> **What the exercise asks**: Render as a JSON list of strings the lines from the one containing "the man's mouth" through the one containing "x=219, y=189", both included, with one string for each line and any blank lines omitted. Include no other lines.

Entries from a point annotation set
========
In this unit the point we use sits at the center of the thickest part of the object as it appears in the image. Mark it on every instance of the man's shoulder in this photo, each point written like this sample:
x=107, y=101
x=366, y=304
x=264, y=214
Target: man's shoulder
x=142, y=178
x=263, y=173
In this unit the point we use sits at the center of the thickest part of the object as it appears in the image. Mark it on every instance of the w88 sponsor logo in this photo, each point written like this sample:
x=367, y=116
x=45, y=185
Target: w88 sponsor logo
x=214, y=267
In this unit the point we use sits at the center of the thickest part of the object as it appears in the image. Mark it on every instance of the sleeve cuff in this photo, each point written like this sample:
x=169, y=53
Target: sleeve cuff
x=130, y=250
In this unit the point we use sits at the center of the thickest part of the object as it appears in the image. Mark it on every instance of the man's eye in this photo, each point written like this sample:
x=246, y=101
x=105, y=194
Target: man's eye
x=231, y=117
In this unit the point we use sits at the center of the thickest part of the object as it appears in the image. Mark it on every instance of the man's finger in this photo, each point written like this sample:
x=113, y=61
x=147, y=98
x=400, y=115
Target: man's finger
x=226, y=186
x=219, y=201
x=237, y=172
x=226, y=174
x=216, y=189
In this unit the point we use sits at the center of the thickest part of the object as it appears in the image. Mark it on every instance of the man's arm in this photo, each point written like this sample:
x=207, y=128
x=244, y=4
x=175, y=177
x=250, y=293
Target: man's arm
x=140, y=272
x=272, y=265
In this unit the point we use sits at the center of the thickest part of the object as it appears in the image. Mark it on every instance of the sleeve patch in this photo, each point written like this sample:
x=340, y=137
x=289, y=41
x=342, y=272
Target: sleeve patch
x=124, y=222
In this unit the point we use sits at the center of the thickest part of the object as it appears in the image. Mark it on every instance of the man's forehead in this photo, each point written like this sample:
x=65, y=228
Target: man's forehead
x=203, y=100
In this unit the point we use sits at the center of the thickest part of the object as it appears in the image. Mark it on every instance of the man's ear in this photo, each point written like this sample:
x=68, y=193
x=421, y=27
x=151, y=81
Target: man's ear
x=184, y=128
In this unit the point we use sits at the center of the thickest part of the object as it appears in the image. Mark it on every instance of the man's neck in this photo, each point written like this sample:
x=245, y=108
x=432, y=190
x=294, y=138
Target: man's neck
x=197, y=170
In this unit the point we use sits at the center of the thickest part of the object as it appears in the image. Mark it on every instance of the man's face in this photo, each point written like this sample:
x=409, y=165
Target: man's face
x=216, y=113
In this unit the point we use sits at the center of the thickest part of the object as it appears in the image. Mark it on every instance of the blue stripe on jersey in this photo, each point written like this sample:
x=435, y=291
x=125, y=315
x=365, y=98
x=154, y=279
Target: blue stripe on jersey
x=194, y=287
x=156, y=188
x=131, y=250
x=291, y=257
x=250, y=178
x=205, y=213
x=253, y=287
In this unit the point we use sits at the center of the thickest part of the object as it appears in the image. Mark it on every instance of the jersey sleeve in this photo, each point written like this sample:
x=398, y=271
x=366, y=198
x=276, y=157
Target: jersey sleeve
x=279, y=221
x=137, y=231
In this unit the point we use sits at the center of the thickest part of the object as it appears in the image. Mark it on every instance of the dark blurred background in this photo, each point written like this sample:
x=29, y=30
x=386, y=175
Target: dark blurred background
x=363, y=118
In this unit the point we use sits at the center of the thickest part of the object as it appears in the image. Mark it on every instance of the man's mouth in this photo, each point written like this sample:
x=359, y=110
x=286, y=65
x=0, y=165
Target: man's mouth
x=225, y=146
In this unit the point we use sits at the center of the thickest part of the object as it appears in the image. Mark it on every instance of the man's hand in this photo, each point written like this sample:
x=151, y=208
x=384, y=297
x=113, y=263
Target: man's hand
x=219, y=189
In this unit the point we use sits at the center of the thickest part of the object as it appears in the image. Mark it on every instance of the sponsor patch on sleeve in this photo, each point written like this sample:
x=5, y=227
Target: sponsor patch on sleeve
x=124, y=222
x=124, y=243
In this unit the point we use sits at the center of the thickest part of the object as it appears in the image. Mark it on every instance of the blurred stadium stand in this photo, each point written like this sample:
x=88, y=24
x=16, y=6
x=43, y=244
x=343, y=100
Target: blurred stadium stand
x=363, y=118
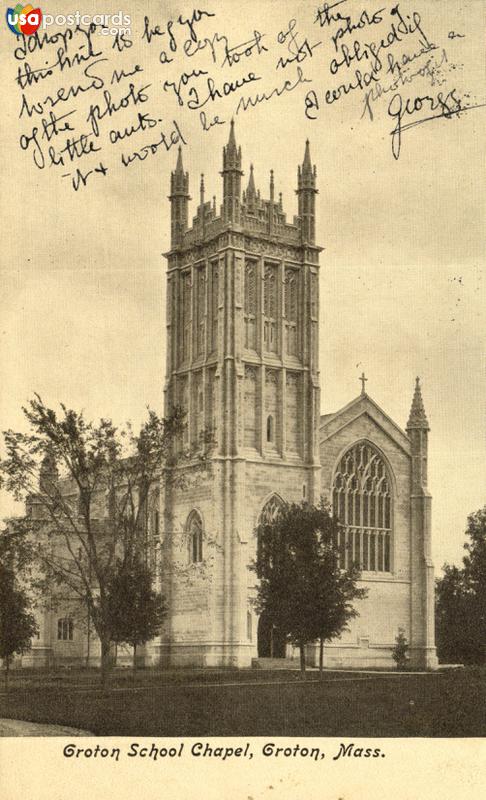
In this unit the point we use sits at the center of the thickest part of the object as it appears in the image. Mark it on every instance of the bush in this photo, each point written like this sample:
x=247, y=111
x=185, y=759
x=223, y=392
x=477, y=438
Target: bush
x=400, y=651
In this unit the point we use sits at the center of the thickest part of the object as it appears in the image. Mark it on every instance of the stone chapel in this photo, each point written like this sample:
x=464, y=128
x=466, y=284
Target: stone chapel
x=243, y=360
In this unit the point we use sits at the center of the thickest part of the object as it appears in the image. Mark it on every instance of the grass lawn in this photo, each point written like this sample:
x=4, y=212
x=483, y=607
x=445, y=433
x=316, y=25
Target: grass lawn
x=186, y=704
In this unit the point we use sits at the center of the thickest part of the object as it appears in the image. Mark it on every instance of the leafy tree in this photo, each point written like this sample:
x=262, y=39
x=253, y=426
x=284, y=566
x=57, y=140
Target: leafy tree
x=87, y=488
x=455, y=643
x=475, y=579
x=400, y=650
x=136, y=611
x=302, y=589
x=17, y=624
x=461, y=600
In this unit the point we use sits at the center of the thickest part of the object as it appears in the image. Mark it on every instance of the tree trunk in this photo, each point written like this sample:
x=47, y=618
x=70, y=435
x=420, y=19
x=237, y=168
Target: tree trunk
x=105, y=660
x=134, y=665
x=88, y=643
x=302, y=659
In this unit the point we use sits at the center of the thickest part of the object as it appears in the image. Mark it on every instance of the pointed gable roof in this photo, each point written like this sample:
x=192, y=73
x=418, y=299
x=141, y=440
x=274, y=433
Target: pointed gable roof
x=362, y=405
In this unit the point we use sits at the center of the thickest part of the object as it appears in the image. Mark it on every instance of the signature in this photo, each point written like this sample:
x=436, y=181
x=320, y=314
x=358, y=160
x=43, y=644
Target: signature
x=399, y=110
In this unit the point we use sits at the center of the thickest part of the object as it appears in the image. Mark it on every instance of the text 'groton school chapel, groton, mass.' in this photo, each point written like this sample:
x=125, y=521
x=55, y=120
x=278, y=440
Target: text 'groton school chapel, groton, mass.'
x=243, y=360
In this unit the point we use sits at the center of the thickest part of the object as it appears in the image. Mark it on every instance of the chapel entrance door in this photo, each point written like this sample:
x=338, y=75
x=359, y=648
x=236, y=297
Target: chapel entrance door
x=271, y=640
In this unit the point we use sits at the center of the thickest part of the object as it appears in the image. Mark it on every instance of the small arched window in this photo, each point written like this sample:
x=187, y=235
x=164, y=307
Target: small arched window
x=249, y=626
x=362, y=501
x=195, y=534
x=65, y=629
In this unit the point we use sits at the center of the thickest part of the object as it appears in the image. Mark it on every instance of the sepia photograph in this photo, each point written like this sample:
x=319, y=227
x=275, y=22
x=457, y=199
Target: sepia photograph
x=242, y=459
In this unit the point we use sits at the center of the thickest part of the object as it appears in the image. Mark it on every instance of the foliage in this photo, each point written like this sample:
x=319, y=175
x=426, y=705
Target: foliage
x=400, y=650
x=301, y=586
x=461, y=600
x=88, y=488
x=17, y=624
x=136, y=611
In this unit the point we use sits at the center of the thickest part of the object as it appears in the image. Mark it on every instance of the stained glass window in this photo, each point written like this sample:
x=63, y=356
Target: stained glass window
x=250, y=305
x=270, y=306
x=291, y=310
x=362, y=501
x=195, y=535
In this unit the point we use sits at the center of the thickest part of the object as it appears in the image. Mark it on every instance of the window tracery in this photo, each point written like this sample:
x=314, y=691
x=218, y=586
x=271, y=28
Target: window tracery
x=362, y=501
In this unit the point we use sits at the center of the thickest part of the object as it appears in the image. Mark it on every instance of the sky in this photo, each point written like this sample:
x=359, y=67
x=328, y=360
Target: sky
x=402, y=271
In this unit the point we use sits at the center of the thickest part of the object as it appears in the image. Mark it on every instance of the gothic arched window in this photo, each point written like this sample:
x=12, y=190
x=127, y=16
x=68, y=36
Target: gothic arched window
x=195, y=537
x=271, y=509
x=362, y=501
x=268, y=515
x=270, y=427
x=291, y=310
x=270, y=306
x=250, y=305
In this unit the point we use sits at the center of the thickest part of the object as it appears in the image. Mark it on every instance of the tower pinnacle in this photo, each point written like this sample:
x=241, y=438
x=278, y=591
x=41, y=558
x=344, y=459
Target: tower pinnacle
x=306, y=192
x=231, y=178
x=417, y=418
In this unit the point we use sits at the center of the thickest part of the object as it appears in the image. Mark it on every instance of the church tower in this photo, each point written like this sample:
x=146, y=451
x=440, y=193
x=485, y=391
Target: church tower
x=242, y=360
x=422, y=629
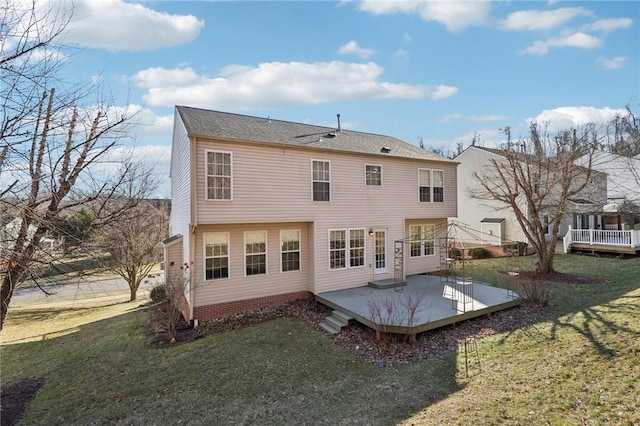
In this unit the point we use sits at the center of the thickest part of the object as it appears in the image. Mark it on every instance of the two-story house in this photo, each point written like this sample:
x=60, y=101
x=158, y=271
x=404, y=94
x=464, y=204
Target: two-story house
x=267, y=211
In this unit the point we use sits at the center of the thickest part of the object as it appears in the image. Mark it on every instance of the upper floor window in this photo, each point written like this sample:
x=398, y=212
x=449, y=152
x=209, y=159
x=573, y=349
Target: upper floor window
x=216, y=255
x=290, y=250
x=373, y=175
x=321, y=181
x=422, y=240
x=430, y=186
x=218, y=169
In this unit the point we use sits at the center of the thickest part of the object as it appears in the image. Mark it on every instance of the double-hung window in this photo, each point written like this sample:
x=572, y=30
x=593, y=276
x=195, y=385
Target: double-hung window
x=422, y=240
x=216, y=255
x=346, y=248
x=373, y=175
x=218, y=179
x=290, y=250
x=255, y=252
x=430, y=186
x=321, y=181
x=337, y=249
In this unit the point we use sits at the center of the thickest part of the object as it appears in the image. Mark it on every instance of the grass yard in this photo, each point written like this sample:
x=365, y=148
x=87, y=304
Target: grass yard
x=582, y=366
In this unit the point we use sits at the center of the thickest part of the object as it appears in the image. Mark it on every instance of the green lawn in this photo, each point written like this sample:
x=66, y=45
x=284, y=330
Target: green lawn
x=580, y=367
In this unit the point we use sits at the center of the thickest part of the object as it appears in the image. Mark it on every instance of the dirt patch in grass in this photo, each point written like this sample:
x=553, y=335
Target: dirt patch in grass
x=391, y=349
x=16, y=397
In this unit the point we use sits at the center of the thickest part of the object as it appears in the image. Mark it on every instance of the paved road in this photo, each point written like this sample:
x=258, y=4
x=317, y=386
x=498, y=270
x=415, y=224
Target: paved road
x=82, y=289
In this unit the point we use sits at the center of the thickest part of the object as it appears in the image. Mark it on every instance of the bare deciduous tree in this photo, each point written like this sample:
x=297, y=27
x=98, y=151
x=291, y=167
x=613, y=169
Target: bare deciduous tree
x=134, y=244
x=537, y=176
x=56, y=145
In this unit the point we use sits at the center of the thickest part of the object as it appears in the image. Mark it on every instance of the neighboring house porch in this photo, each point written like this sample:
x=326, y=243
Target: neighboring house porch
x=602, y=240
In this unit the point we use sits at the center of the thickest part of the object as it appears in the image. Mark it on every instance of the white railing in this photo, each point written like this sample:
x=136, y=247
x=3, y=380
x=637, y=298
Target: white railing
x=604, y=237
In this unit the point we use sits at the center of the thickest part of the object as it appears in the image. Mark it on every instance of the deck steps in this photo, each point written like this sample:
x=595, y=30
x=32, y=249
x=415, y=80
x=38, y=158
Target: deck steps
x=334, y=323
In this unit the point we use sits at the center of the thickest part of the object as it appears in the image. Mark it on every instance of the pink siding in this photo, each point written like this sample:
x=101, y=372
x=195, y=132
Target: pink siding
x=180, y=184
x=240, y=287
x=272, y=191
x=278, y=182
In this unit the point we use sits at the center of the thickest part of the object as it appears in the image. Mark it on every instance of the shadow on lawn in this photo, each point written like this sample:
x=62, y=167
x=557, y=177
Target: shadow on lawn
x=593, y=321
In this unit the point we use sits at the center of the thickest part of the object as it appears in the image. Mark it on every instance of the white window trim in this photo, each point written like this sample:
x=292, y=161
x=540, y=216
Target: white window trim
x=291, y=251
x=266, y=253
x=423, y=239
x=205, y=257
x=313, y=180
x=365, y=175
x=433, y=185
x=206, y=175
x=347, y=260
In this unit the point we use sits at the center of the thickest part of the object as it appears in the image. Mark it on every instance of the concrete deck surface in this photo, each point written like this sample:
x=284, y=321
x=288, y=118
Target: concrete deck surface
x=434, y=303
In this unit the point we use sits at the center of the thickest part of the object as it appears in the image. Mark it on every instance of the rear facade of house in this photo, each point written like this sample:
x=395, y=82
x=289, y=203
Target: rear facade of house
x=267, y=211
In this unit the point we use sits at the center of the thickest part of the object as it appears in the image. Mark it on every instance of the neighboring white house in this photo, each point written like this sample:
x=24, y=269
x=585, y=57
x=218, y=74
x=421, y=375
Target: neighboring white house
x=267, y=211
x=494, y=223
x=623, y=187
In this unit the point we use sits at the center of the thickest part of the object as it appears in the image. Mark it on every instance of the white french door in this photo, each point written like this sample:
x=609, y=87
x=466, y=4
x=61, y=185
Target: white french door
x=380, y=252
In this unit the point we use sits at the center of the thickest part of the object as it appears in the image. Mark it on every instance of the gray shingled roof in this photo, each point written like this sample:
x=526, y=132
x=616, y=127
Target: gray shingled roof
x=206, y=123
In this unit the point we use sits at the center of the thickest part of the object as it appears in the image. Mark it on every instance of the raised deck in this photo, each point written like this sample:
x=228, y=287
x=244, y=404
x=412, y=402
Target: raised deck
x=434, y=305
x=596, y=240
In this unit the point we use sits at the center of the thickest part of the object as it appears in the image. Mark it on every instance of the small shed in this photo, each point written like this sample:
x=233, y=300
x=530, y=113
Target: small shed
x=492, y=230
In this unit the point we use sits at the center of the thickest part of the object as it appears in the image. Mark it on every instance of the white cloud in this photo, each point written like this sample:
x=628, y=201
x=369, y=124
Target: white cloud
x=568, y=117
x=607, y=25
x=455, y=15
x=278, y=84
x=577, y=39
x=120, y=25
x=401, y=53
x=538, y=20
x=472, y=117
x=536, y=48
x=352, y=48
x=613, y=63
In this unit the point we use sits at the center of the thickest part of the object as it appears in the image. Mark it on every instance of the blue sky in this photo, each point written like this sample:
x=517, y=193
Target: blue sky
x=440, y=71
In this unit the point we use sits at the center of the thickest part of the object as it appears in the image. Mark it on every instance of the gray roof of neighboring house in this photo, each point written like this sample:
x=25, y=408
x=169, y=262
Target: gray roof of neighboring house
x=206, y=123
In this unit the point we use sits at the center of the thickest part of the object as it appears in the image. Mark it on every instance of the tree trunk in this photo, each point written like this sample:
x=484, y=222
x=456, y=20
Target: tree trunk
x=6, y=292
x=545, y=261
x=5, y=298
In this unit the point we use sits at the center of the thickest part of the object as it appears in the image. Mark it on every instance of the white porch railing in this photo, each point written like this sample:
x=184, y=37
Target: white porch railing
x=601, y=237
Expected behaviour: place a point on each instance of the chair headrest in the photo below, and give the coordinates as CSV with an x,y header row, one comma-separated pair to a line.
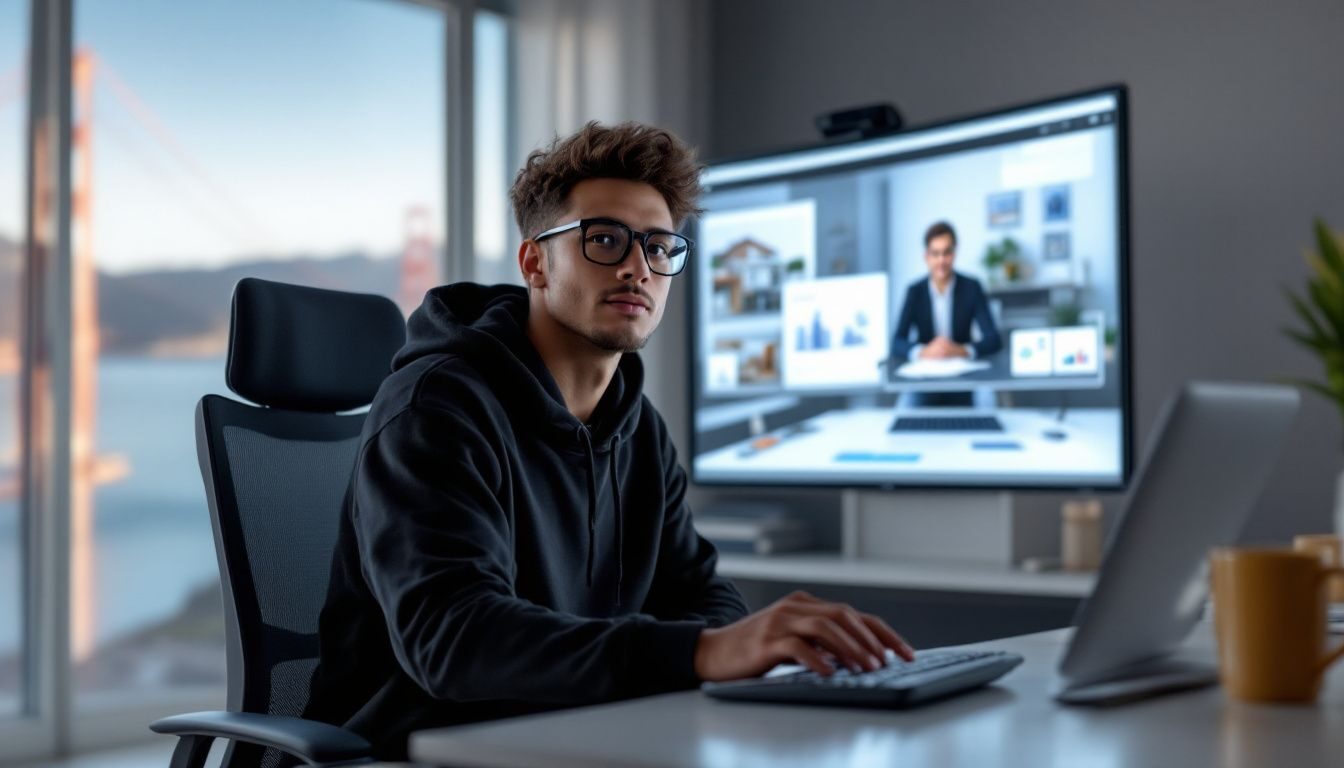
========
> **Result**:
[
  "In this unit the point we use sits at the center of the thickest part of the object as it appears in the image. Mark it on every instance of the man's mouth in this photo, each point written like this sample:",
  "x=359, y=110",
  "x=286, y=65",
  "x=0, y=165",
  "Target: man's mouth",
  "x=225, y=146",
  "In this unit the point we use sits at the center of the thickest part of the object as it appears in the image. Mark it on every instance of the man's hand in this photo, each point written like this sample:",
  "x=151, y=208",
  "x=384, y=297",
  "x=113, y=263",
  "Target: man's hand",
  "x=219, y=189"
]